■ **STATED PROBLEM**
Reproduce these lines with every "outline_instances" swapped for "trace_instances", leaving all other text unchanged.

■ **THE INPUT**
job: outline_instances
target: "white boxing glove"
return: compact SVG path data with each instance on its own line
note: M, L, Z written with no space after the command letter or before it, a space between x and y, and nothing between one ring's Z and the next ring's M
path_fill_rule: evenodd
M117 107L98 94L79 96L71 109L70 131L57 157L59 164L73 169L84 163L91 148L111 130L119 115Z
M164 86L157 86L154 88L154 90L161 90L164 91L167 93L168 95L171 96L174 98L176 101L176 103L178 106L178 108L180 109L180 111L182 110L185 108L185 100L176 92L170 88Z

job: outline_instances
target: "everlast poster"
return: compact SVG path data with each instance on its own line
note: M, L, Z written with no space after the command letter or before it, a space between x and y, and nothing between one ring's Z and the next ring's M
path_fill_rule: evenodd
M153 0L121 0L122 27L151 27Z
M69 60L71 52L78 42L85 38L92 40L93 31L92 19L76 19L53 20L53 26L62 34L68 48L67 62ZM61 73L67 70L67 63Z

■ **EXPECTED ANSWER**
job: trace_instances
target: "white boxing glove"
return: compact SVG path data with each instance on its own line
note: M, L, Z written with no space after the command letter or before it, a space between x and y, and nothing between one ring's Z and the next ring's M
path_fill_rule: evenodd
M117 107L98 94L79 96L71 109L70 131L57 157L59 164L73 169L84 163L91 148L111 130L119 115Z
M164 86L157 86L154 88L154 90L161 90L164 91L167 93L168 95L171 96L174 98L176 101L176 103L178 106L178 108L180 109L180 111L182 110L185 108L185 100L176 92L170 88Z

job: trace_instances
target: "everlast poster"
return: compact SVG path data with each instance on its own line
note: M, L, Z written with no space after the command letter or before it, a space between x and y, and nothing between one ring's Z and the next ring's M
path_fill_rule: evenodd
M153 0L121 0L122 27L151 27Z
M69 60L71 52L78 42L85 38L92 40L93 31L92 19L76 19L53 20L53 26L62 34L68 48L67 62ZM61 73L67 70L67 63Z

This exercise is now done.